_DIRECTIONS:_
Go over the data and keep only the lines that include "dark".

_GIVEN INFORMATION:_
====================
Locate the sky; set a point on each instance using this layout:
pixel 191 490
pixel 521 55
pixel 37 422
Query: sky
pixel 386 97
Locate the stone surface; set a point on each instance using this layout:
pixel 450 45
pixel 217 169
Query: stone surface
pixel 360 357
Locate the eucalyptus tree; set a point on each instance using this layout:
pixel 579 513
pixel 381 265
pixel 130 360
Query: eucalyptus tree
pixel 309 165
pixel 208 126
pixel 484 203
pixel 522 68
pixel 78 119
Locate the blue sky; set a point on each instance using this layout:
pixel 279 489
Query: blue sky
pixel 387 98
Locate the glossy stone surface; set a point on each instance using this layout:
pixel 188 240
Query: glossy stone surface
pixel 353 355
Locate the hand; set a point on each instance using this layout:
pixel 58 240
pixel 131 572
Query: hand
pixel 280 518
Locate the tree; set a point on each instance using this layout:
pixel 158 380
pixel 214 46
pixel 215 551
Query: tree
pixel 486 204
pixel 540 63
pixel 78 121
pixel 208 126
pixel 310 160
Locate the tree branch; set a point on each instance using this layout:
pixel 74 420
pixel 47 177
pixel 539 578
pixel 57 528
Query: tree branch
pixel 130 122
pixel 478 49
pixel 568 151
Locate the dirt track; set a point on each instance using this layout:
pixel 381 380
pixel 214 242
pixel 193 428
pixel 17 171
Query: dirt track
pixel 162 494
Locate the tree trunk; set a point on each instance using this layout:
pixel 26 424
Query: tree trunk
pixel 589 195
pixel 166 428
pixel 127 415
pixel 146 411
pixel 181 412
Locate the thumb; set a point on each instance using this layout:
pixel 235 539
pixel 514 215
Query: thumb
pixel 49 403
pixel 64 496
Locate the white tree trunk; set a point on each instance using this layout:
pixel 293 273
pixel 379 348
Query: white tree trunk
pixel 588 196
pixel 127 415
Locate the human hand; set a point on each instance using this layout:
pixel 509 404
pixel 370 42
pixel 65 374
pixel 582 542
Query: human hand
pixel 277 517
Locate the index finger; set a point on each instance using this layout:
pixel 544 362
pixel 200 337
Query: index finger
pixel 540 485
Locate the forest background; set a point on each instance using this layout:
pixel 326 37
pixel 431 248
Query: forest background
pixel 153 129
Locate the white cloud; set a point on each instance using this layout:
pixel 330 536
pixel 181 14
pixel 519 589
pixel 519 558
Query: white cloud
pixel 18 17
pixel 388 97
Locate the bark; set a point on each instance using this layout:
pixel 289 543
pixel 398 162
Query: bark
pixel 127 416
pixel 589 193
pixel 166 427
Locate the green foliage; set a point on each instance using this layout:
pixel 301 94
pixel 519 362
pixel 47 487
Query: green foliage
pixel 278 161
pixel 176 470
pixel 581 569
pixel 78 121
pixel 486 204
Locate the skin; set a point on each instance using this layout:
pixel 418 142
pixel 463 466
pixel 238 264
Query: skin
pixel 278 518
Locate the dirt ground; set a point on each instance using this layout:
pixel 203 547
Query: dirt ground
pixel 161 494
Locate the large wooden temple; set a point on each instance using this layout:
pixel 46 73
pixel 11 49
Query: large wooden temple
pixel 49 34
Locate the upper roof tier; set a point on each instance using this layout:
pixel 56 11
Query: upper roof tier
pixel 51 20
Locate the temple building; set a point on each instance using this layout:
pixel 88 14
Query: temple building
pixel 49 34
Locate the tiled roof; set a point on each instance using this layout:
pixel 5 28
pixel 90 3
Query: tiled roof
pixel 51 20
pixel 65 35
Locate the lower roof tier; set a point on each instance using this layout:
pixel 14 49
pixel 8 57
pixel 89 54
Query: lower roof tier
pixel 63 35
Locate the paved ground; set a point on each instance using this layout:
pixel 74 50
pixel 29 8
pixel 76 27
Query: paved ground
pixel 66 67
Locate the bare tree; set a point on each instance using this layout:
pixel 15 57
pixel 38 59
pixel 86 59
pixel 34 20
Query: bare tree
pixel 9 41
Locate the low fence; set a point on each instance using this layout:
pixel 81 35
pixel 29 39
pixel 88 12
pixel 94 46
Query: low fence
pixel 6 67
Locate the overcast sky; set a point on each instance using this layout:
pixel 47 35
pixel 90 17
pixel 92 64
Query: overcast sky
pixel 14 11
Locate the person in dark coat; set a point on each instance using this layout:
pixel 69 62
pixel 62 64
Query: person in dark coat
====================
_OUTPUT BELOW:_
Locate the person in dark coat; set a point on each instance using this layout:
Query: person in dark coat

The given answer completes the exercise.